» **What needs to be done**
From the items, pull out every line that contains the word "person" and copy each one in full.
┄┄┄┄┄┄┄┄┄┄┄┄┄┄┄┄┄┄┄┄
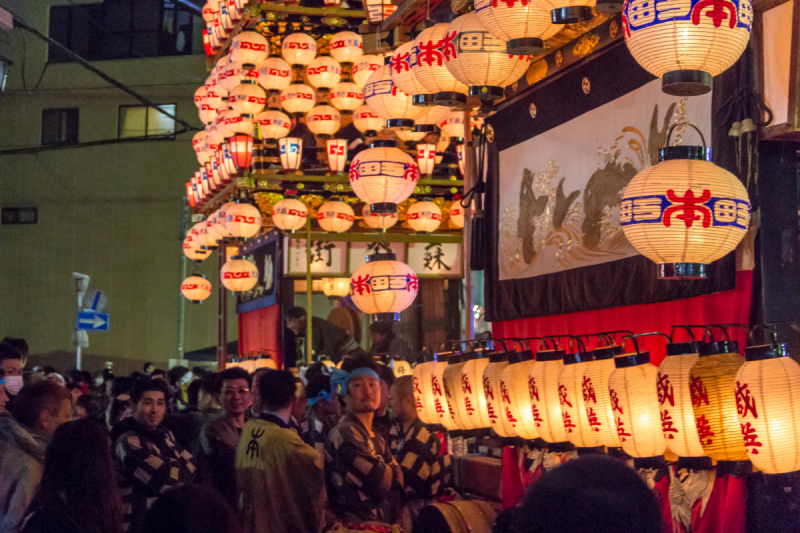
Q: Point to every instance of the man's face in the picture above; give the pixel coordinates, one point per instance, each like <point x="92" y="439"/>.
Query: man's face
<point x="150" y="409"/>
<point x="363" y="394"/>
<point x="235" y="396"/>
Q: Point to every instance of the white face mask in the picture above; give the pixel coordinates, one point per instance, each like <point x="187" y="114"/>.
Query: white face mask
<point x="13" y="384"/>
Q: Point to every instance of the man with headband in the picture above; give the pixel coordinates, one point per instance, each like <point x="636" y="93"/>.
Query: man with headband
<point x="365" y="483"/>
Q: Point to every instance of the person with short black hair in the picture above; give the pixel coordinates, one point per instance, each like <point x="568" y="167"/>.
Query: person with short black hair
<point x="280" y="478"/>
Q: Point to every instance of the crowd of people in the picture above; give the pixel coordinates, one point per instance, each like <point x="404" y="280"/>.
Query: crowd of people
<point x="194" y="451"/>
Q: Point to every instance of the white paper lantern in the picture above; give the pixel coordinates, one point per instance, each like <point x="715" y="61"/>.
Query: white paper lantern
<point x="335" y="216"/>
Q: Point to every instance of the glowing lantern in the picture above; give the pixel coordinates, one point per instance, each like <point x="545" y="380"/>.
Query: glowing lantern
<point x="389" y="102"/>
<point x="196" y="289"/>
<point x="487" y="69"/>
<point x="324" y="72"/>
<point x="274" y="74"/>
<point x="291" y="151"/>
<point x="250" y="48"/>
<point x="383" y="287"/>
<point x="298" y="98"/>
<point x="243" y="220"/>
<point x="364" y="68"/>
<point x="336" y="150"/>
<point x="346" y="47"/>
<point x="701" y="39"/>
<point x="290" y="214"/>
<point x="702" y="212"/>
<point x="521" y="25"/>
<point x="347" y="97"/>
<point x="238" y="275"/>
<point x="383" y="176"/>
<point x="634" y="400"/>
<point x="428" y="63"/>
<point x="378" y="220"/>
<point x="424" y="216"/>
<point x="335" y="216"/>
<point x="299" y="49"/>
<point x="714" y="400"/>
<point x="323" y="121"/>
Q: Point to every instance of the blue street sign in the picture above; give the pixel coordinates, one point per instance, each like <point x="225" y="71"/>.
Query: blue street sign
<point x="91" y="321"/>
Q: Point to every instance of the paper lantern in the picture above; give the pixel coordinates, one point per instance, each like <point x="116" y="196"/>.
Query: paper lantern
<point x="367" y="122"/>
<point x="347" y="97"/>
<point x="767" y="388"/>
<point x="383" y="176"/>
<point x="383" y="287"/>
<point x="675" y="400"/>
<point x="428" y="63"/>
<point x="291" y="152"/>
<point x="299" y="49"/>
<point x="480" y="60"/>
<point x="389" y="102"/>
<point x="273" y="124"/>
<point x="711" y="384"/>
<point x="403" y="77"/>
<point x="521" y="25"/>
<point x="336" y="150"/>
<point x="379" y="220"/>
<point x="346" y="47"/>
<point x="290" y="214"/>
<point x="684" y="212"/>
<point x="324" y="72"/>
<point x="274" y="74"/>
<point x="249" y="47"/>
<point x="424" y="216"/>
<point x="196" y="289"/>
<point x="634" y="401"/>
<point x="243" y="220"/>
<point x="298" y="98"/>
<point x="573" y="405"/>
<point x="688" y="44"/>
<point x="364" y="67"/>
<point x="323" y="121"/>
<point x="238" y="275"/>
<point x="335" y="216"/>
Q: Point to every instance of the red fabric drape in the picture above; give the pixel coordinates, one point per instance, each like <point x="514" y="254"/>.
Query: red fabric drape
<point x="260" y="331"/>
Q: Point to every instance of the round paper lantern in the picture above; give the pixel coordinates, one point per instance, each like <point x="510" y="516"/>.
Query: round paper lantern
<point x="428" y="63"/>
<point x="274" y="74"/>
<point x="323" y="121"/>
<point x="486" y="67"/>
<point x="424" y="216"/>
<point x="383" y="287"/>
<point x="324" y="72"/>
<point x="290" y="214"/>
<point x="684" y="212"/>
<point x="298" y="98"/>
<point x="346" y="47"/>
<point x="238" y="275"/>
<point x="378" y="220"/>
<point x="335" y="216"/>
<point x="383" y="176"/>
<point x="273" y="124"/>
<point x="521" y="25"/>
<point x="634" y="400"/>
<point x="690" y="44"/>
<point x="767" y="389"/>
<point x="196" y="289"/>
<point x="347" y="97"/>
<point x="250" y="48"/>
<point x="711" y="384"/>
<point x="389" y="102"/>
<point x="299" y="49"/>
<point x="243" y="220"/>
<point x="364" y="67"/>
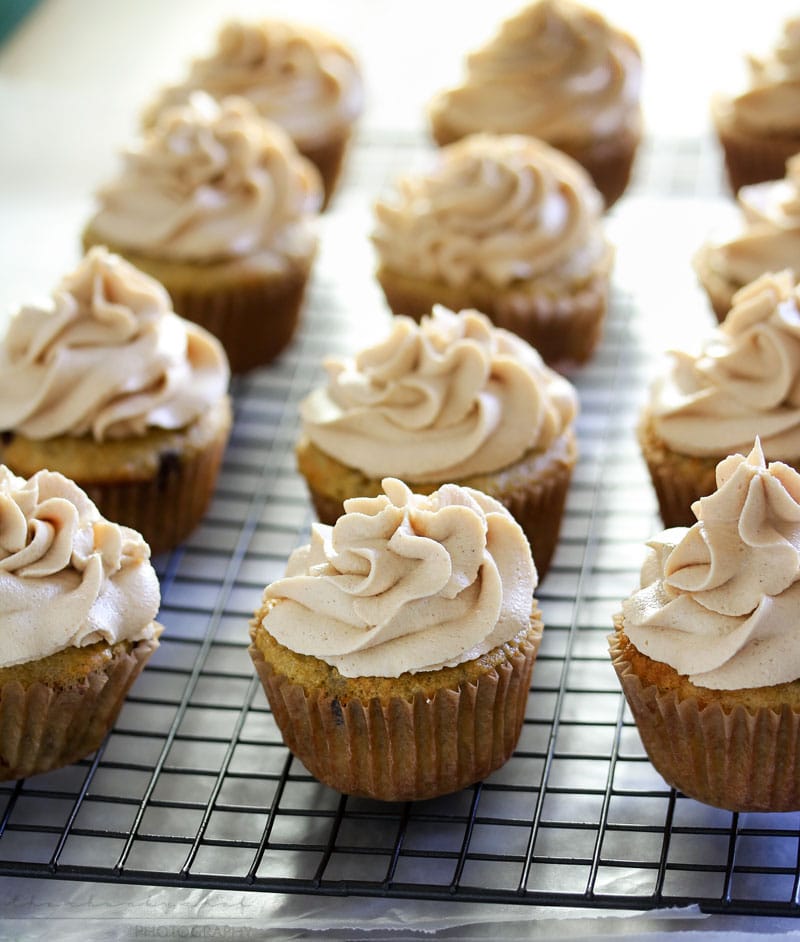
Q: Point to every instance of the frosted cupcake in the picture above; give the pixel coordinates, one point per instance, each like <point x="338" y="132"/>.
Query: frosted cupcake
<point x="396" y="653"/>
<point x="107" y="385"/>
<point x="216" y="204"/>
<point x="451" y="399"/>
<point x="507" y="225"/>
<point x="78" y="599"/>
<point x="706" y="650"/>
<point x="559" y="72"/>
<point x="759" y="128"/>
<point x="742" y="382"/>
<point x="298" y="77"/>
<point x="768" y="241"/>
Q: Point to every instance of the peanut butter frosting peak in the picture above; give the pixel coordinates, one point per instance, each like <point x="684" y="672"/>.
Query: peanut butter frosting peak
<point x="404" y="582"/>
<point x="556" y="70"/>
<point x="718" y="601"/>
<point x="212" y="182"/>
<point x="440" y="400"/>
<point x="499" y="208"/>
<point x="68" y="577"/>
<point x="107" y="358"/>
<point x="299" y="77"/>
<point x="744" y="381"/>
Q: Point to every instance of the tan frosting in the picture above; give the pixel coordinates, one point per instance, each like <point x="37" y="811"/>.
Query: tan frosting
<point x="107" y="357"/>
<point x="719" y="601"/>
<point x="743" y="382"/>
<point x="404" y="582"/>
<point x="556" y="70"/>
<point x="501" y="208"/>
<point x="769" y="105"/>
<point x="440" y="400"/>
<point x="68" y="577"/>
<point x="212" y="181"/>
<point x="769" y="238"/>
<point x="301" y="78"/>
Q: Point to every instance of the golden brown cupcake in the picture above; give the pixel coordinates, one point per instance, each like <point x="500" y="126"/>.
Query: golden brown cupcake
<point x="297" y="76"/>
<point x="759" y="128"/>
<point x="396" y="653"/>
<point x="217" y="205"/>
<point x="79" y="599"/>
<point x="706" y="649"/>
<point x="507" y="225"/>
<point x="559" y="72"/>
<point x="768" y="240"/>
<point x="740" y="383"/>
<point x="107" y="385"/>
<point x="451" y="399"/>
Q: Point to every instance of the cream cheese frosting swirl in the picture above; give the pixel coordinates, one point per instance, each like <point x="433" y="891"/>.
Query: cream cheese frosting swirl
<point x="743" y="382"/>
<point x="501" y="208"/>
<point x="769" y="239"/>
<point x="404" y="582"/>
<point x="68" y="577"/>
<point x="107" y="357"/>
<point x="769" y="105"/>
<point x="212" y="181"/>
<point x="719" y="601"/>
<point x="446" y="398"/>
<point x="557" y="71"/>
<point x="301" y="78"/>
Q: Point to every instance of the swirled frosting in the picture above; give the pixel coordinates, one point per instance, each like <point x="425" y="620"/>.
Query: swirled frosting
<point x="556" y="71"/>
<point x="769" y="239"/>
<point x="501" y="208"/>
<point x="743" y="382"/>
<point x="301" y="78"/>
<point x="719" y="601"/>
<point x="107" y="358"/>
<point x="212" y="181"/>
<point x="440" y="400"/>
<point x="68" y="577"/>
<point x="404" y="582"/>
<point x="769" y="104"/>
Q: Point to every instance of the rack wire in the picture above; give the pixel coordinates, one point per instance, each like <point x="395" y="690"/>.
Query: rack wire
<point x="194" y="787"/>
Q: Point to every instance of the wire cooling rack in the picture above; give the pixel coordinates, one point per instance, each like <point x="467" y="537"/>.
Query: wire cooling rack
<point x="194" y="786"/>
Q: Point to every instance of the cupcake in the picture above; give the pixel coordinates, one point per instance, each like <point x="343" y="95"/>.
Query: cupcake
<point x="706" y="648"/>
<point x="759" y="128"/>
<point x="768" y="240"/>
<point x="297" y="77"/>
<point x="559" y="72"/>
<point x="507" y="225"/>
<point x="742" y="382"/>
<point x="217" y="205"/>
<point x="79" y="598"/>
<point x="107" y="385"/>
<point x="396" y="653"/>
<point x="451" y="399"/>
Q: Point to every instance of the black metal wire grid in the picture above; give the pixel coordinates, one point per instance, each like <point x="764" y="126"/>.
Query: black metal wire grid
<point x="194" y="787"/>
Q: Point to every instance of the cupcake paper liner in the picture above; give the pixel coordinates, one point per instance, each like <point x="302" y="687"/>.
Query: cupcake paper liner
<point x="43" y="727"/>
<point x="733" y="759"/>
<point x="400" y="749"/>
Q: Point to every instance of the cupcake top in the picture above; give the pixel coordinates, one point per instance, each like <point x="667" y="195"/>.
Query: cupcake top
<point x="769" y="104"/>
<point x="718" y="601"/>
<point x="107" y="357"/>
<point x="404" y="582"/>
<point x="301" y="78"/>
<point x="769" y="239"/>
<point x="556" y="70"/>
<point x="446" y="398"/>
<point x="68" y="577"/>
<point x="499" y="208"/>
<point x="212" y="181"/>
<point x="744" y="380"/>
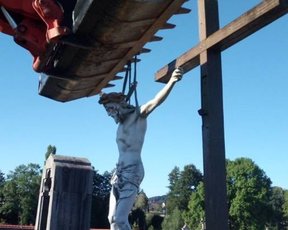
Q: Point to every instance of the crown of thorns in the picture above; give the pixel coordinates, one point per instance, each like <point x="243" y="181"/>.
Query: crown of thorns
<point x="111" y="97"/>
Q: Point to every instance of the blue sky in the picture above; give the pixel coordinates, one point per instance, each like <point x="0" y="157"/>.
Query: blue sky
<point x="255" y="92"/>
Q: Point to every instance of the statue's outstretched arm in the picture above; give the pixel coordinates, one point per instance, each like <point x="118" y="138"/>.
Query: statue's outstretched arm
<point x="147" y="108"/>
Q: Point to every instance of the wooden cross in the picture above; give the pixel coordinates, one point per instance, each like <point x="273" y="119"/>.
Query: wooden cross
<point x="207" y="54"/>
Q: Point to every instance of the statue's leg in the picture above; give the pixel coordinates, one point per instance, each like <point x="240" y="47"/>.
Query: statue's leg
<point x="127" y="195"/>
<point x="112" y="204"/>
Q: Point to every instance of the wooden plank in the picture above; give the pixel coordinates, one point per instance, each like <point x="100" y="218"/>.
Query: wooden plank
<point x="216" y="209"/>
<point x="250" y="22"/>
<point x="170" y="10"/>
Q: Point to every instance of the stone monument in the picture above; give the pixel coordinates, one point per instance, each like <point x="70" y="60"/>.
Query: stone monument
<point x="65" y="194"/>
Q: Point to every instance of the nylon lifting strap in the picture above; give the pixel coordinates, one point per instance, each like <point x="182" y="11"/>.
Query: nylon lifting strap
<point x="128" y="81"/>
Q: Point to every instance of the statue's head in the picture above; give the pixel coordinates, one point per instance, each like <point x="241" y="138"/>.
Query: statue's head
<point x="116" y="106"/>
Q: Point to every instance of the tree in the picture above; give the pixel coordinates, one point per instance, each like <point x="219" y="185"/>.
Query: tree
<point x="285" y="208"/>
<point x="173" y="221"/>
<point x="154" y="221"/>
<point x="249" y="198"/>
<point x="100" y="200"/>
<point x="137" y="219"/>
<point x="182" y="184"/>
<point x="20" y="194"/>
<point x="277" y="204"/>
<point x="50" y="150"/>
<point x="195" y="215"/>
<point x="2" y="182"/>
<point x="249" y="190"/>
<point x="141" y="201"/>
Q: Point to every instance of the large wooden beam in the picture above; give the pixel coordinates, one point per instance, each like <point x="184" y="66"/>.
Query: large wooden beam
<point x="251" y="21"/>
<point x="216" y="209"/>
<point x="170" y="10"/>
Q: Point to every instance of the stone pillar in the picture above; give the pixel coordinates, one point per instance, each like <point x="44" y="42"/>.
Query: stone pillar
<point x="65" y="194"/>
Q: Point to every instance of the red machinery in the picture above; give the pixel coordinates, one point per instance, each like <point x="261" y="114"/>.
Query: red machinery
<point x="36" y="23"/>
<point x="80" y="46"/>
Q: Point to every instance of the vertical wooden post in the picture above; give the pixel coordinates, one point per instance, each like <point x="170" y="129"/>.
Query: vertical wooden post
<point x="216" y="212"/>
<point x="65" y="194"/>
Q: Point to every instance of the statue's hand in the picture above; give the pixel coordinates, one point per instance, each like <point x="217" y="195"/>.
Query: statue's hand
<point x="177" y="74"/>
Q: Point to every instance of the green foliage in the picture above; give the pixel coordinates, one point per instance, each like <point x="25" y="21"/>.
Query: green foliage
<point x="195" y="215"/>
<point x="137" y="219"/>
<point x="154" y="221"/>
<point x="20" y="195"/>
<point x="141" y="201"/>
<point x="2" y="179"/>
<point x="182" y="184"/>
<point x="277" y="203"/>
<point x="285" y="208"/>
<point x="249" y="190"/>
<point x="100" y="200"/>
<point x="173" y="221"/>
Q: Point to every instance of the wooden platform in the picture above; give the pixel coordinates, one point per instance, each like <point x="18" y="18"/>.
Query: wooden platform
<point x="107" y="34"/>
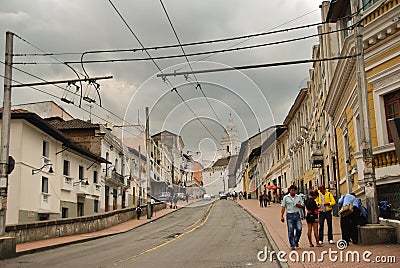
┄┄┄┄┄┄┄┄┄┄┄┄┄┄┄┄┄┄┄┄
» **The answer**
Q: Point to every instance of the person with short black hair in the picture above; give the pixel coordinates, one point per instance, each like <point x="568" y="167"/>.
Query: person with short black hair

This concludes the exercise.